§ Fragmento citado:
··········

Me llamo Pablo y soy alcohólico (nativo-americano)
Crecí en una pequeña reserva en uno de los estados del oeste, y tanto lo bueno como lo malo de ambas culturas influyeron en mi vida. Experimenté mi primera borrachera durante el verano de mi duodécimo año, cuando fui con unos amigos al pueblo. Compramos una botella, y encontramos un lugar donde beberla. Me emborraché, perdí el conocimiento, y me puse enfermo; luego, volvimos a comprar más. La regla era: “cuando te tomas un trago se supone que es para emborracharte.”
Más tarde, me enviaron a un internado gubernamental, en donde era difícil conseguir licores. Aprendí a utilizar substitutos: inhalaba los vapores del pegamento, del fluido para encendedores, de la gasolina, de las pinturas o de la laca para el pelo; bebía enjuague bucal, loción para después del afeitado o tónico para el cabello. Me expulsaron de la escuela y me enviaron de nuevo a la reserva a vivir con mis abuelos.

··········

§ Datos proporcionados:

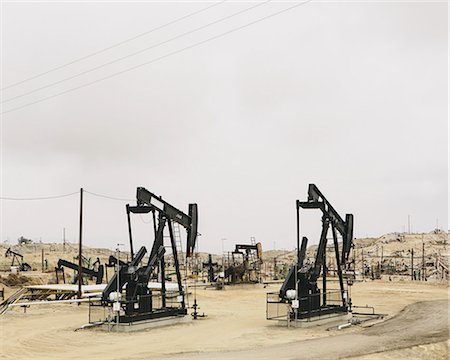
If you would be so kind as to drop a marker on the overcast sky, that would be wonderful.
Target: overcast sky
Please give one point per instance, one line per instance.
(351, 96)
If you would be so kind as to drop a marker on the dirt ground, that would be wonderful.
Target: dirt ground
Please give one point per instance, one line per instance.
(236, 328)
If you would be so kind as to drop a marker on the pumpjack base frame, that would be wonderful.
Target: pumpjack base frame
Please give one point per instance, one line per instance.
(146, 324)
(324, 319)
(153, 315)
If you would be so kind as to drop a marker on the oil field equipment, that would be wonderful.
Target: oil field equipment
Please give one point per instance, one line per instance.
(17, 260)
(211, 268)
(141, 301)
(97, 271)
(243, 265)
(300, 290)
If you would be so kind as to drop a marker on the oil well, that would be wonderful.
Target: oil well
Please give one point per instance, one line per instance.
(302, 297)
(243, 265)
(131, 297)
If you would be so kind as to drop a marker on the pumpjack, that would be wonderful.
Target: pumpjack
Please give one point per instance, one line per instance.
(96, 272)
(211, 266)
(139, 302)
(17, 259)
(300, 288)
(243, 265)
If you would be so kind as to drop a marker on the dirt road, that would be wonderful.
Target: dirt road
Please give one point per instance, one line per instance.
(420, 323)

··········

§ Consigna 1:
Indica si cada una de estas afirmaciones concuerda con el relato de Pablo y responde sí o no, citando textualmente las palabras que lo deciden: (a) su primera borrachera ocurrió durante el verano de su duodécimo año; (b) en el internado le resultaba fácil conseguir licores; (c) después de la expulsión volvió a la reserva a vivir con sus padres.
§ Consigna 2:
Retoma el relato de Pablo desde donde termina y continúalo.
Los registros son material independiente del relato de Pablo.

§ Respuesta 1:
(a) Sí: "Experimenté mi primera borrachera durante el verano de mi duodécimo año".
(b) No: "en donde era difícil conseguir licores".
(c) No: "me enviaron de nuevo a la reserva a vivir con mis abuelos".

§ Respuesta 2:
Mi abuelo era un hombre muy sabio, aunque no tenía educación formal; me hablaba de los problemas con que me enfrentaría de no tener educación. Así es que escribí una carta a la escuela, pidiéndoles que me dieran otra oportunidad y prometiendo que cambiaría mi conducta. Algunas personas que habían regresado a la reserva para pasar sus vacaciones me dijeron que el consejero principal, después de leer mi carta, convocó una asamblea de estudiantes y la leyó en voz alta ante el cuerpo estudiantil. Los únicos que se rieron fueron mis amigos. Al tratar de hacer, posiblemente por primera vez en mi vida, lo correcto, encontré que mis amigos se reían de mí. Esto me afectó profundamente, y resolví nunca más confiar en nadie, ni necesitar a nadie.
Cuando tenía 16 años, me fui de la reserva y me alisté en la marina. Después de mi entrenamiento básico, volví con permiso a la reserva, donde tuve mi primera experiencia de estar encarcelado por la bebida. Fui bebiendo cada vez más. Tenía más dinero, y me parecía que todo el mundo bebía. Al principio, tenía a los nuevos reclutas como compañeros de bebida; más tarde, a los miembros de mi compañía; finalmente, me encontré bebiendo solo, como estaba destinado a hacerlo.
Porque yo era diferente. Cuando bebía, no me divertía en absoluto, ni experimentaba ninguno de los beneficios de pasar una noche agradable y relajada con mis amigos. Cuando bebía, siempre había problemas. Atribuía mis problemas al hecho de ser indio. Mis compañeros de tripulación me contaban cosas que hacía o decía mientras me encontraba en una laguna mental. Nunca los creí completamente. Se oían muchas bromas acerca del indio y su aguardiente, y me pusieron de apodo “Wahoo”. Empecé a tener sentimientos de culpabilidad, y a perder mi dignidad. Empecé a tener miedo a la gente, a estar solo, a todo lo que me rodeaba.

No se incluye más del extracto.